- _Job_
Swap "trace" for "draw" throughout every item below, and write all of the lines out again with nothing else changed.

- _Recorded information_
------------------------------------------------------------------------
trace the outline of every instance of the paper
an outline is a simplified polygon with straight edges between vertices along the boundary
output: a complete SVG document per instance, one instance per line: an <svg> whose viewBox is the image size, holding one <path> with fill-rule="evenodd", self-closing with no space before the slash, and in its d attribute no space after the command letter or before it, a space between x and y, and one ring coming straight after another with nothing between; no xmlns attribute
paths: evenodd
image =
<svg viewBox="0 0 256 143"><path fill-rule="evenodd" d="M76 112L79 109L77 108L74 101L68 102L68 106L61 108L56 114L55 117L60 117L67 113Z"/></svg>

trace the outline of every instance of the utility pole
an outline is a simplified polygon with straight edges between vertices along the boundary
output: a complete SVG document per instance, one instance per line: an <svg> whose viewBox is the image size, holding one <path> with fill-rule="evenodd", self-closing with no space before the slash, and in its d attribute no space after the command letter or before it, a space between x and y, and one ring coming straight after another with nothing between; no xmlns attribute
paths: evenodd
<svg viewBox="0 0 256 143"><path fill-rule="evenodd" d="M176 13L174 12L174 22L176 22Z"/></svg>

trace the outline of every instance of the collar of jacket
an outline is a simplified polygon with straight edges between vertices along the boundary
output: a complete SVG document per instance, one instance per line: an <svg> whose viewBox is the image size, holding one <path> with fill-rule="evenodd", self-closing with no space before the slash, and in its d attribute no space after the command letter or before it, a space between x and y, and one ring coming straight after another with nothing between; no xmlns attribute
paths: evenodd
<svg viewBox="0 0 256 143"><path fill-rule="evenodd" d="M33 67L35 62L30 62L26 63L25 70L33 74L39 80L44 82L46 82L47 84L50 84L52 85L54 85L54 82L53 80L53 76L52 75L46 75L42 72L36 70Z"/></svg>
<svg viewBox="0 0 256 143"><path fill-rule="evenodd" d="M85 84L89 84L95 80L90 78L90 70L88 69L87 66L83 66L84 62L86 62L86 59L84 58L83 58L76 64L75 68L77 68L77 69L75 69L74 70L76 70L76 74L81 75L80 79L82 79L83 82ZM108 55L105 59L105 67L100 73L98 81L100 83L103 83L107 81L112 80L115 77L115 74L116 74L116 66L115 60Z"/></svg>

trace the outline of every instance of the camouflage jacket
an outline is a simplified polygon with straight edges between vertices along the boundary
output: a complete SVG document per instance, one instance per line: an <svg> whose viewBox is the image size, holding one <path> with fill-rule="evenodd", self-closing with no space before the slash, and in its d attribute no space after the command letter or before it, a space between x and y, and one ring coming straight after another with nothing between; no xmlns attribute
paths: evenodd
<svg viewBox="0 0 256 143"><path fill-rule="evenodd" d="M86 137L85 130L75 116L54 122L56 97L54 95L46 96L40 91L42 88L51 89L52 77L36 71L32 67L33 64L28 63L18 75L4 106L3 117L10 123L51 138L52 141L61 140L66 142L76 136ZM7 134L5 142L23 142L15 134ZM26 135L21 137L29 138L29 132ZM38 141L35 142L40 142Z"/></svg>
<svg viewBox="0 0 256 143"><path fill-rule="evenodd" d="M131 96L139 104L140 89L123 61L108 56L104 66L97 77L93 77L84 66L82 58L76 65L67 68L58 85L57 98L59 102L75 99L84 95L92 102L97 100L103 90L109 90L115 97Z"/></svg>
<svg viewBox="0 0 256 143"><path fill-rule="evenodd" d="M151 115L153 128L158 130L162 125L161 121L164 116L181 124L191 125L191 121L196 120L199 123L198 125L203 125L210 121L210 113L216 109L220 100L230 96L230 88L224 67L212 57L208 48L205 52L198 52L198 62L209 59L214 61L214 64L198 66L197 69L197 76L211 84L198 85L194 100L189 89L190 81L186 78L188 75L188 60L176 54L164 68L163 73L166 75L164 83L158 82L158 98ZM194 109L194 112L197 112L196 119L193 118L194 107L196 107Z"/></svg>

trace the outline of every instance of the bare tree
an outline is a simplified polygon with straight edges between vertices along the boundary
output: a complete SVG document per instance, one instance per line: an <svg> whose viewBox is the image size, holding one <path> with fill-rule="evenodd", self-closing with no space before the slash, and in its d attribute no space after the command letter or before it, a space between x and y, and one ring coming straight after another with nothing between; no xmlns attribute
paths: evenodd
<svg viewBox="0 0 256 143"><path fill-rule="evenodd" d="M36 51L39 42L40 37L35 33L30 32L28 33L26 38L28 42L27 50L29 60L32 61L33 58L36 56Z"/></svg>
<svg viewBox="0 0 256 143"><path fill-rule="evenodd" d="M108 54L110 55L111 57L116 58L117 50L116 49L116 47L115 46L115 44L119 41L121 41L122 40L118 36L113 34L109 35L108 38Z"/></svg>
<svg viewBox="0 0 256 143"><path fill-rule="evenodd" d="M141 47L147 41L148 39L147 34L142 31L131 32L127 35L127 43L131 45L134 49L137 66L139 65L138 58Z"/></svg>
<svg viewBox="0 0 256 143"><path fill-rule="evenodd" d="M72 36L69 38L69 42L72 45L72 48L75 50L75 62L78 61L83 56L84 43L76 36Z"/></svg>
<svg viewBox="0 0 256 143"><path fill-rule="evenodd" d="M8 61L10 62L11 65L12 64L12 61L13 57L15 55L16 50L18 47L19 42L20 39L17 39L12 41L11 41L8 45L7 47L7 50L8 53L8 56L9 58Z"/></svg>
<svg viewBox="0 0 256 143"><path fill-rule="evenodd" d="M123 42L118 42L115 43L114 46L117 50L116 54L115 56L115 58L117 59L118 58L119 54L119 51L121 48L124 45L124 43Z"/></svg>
------------------------------------------------------------------------
- _Result of the exercise_
draw the outline of every instance of the paper
an outline is a simplified polygon with straight edges between vertices along the boundary
output: a complete SVG document per instance, one instance per line: an <svg> whose viewBox is the image size, holding one <path> with fill-rule="evenodd", self-closing with no space before the slash, and in its d attribute no space after the command letter or before it, a space between x and y, and one ring coming straight after another with nothing between; no xmlns attribute
paths: evenodd
image =
<svg viewBox="0 0 256 143"><path fill-rule="evenodd" d="M76 112L79 109L77 108L74 101L68 102L68 106L61 108L56 114L55 117L60 117L67 113Z"/></svg>

draw the outline of every instance of the utility pole
an outline is a simplified polygon with straight edges between vertices along the boundary
output: a complete SVG document per instance, one instance per line: an <svg> whose viewBox is the image size, holding one <path> with fill-rule="evenodd", self-closing with no space before the slash, and in its d attribute no space after the command letter or before it, a space between x and y, and one ring coming straight after another with nothing between; no xmlns attribute
paths: evenodd
<svg viewBox="0 0 256 143"><path fill-rule="evenodd" d="M176 13L174 12L174 22L176 22Z"/></svg>

draw the outline of every instance of the collar of jacket
an outline is a simplified polygon with straight edges between vertices along the boundary
output: a complete SVG document per instance, one instance per line: an <svg> whose viewBox is the image size, holding one <path> with fill-rule="evenodd", self-closing with no space before the slash, and in its d attribute no space after the command letter or before it, a space between x and y, and one ring coming straight after another with nothing between; no xmlns attribute
paths: evenodd
<svg viewBox="0 0 256 143"><path fill-rule="evenodd" d="M33 67L35 62L30 62L26 63L25 70L33 74L39 80L44 82L46 82L47 84L50 84L52 85L54 85L54 82L53 80L53 76L52 75L46 75L42 72L36 70Z"/></svg>
<svg viewBox="0 0 256 143"><path fill-rule="evenodd" d="M85 84L89 84L95 80L90 78L90 70L88 69L87 66L83 66L84 62L86 62L86 59L84 58L83 58L76 64L75 68L77 68L77 69L75 69L74 70L76 70L76 74L81 75L80 79L82 79L83 82ZM108 55L105 59L105 67L100 73L98 81L100 83L103 83L107 81L112 80L115 77L115 74L116 74L116 66L115 60Z"/></svg>

draw the outline of every instance of the camouflage jacket
an outline is a simplified polygon with straight edges between vertices along the boundary
output: a complete SVG document per instance, one instance per line: an <svg> whose viewBox is the image size, holding one <path> with fill-rule="evenodd", self-closing with no space before the slash, and in its d attribute no space after the command letter or before it, a space between x and y, and one ring coming straight after another with nothing between; no xmlns attribute
paths: evenodd
<svg viewBox="0 0 256 143"><path fill-rule="evenodd" d="M86 137L85 130L75 116L54 122L56 97L54 95L46 96L40 91L42 88L51 89L52 77L36 71L32 67L33 64L28 63L18 75L4 106L3 117L10 123L51 138L52 141L61 140L66 142L76 136ZM7 134L5 142L23 142L15 134ZM26 135L21 137L29 138L29 132ZM38 141L35 142L40 142Z"/></svg>
<svg viewBox="0 0 256 143"><path fill-rule="evenodd" d="M131 96L139 104L140 89L123 61L108 56L104 66L97 77L93 77L84 66L82 58L76 65L67 68L58 85L57 98L59 102L75 99L84 95L92 102L97 100L103 90L109 90L115 97Z"/></svg>
<svg viewBox="0 0 256 143"><path fill-rule="evenodd" d="M151 115L153 128L158 130L162 125L161 121L164 116L181 124L191 125L191 121L196 120L199 123L198 125L203 125L210 121L210 113L216 109L220 100L230 96L230 88L224 67L212 57L208 48L205 52L198 52L198 62L209 59L214 61L214 64L198 66L197 69L197 76L211 84L198 85L194 100L189 89L190 81L186 78L188 75L188 60L176 54L164 68L163 73L166 75L164 83L158 82L158 98ZM194 109L194 112L197 112L196 119L193 118L194 107L196 107Z"/></svg>

draw the outline of every instance of the bare tree
an outline is a simplified polygon with straight edges between vertices along the boundary
output: a complete SVG document per instance, one instance per line: an <svg> whose viewBox is the image size, holding one <path> with fill-rule="evenodd", self-closing with no space before the slash, and in its d attribute no space after the command letter or before it, a space between x and y, and one ring coming straight after another with nothing between; no xmlns attribute
paths: evenodd
<svg viewBox="0 0 256 143"><path fill-rule="evenodd" d="M36 51L39 42L40 37L35 33L30 32L28 33L26 38L28 42L27 50L29 60L32 61L33 58L36 56Z"/></svg>
<svg viewBox="0 0 256 143"><path fill-rule="evenodd" d="M108 54L110 55L111 57L116 58L117 50L116 49L116 47L115 46L115 44L119 41L121 41L122 40L118 36L113 34L109 35L108 38Z"/></svg>
<svg viewBox="0 0 256 143"><path fill-rule="evenodd" d="M141 47L147 41L148 39L147 34L142 31L131 32L127 35L127 43L131 45L134 49L137 66L139 65L138 58Z"/></svg>
<svg viewBox="0 0 256 143"><path fill-rule="evenodd" d="M72 36L69 38L69 42L72 45L72 48L75 50L75 62L78 61L83 56L84 43L76 36Z"/></svg>
<svg viewBox="0 0 256 143"><path fill-rule="evenodd" d="M8 61L10 62L11 65L12 64L12 61L13 57L15 55L16 50L18 47L19 42L20 39L17 39L12 41L11 41L8 45L7 47L7 50L8 53L8 56L9 58Z"/></svg>
<svg viewBox="0 0 256 143"><path fill-rule="evenodd" d="M123 42L118 42L115 43L114 46L117 50L116 54L115 56L115 58L117 59L118 58L119 54L119 51L121 48L124 45L124 43Z"/></svg>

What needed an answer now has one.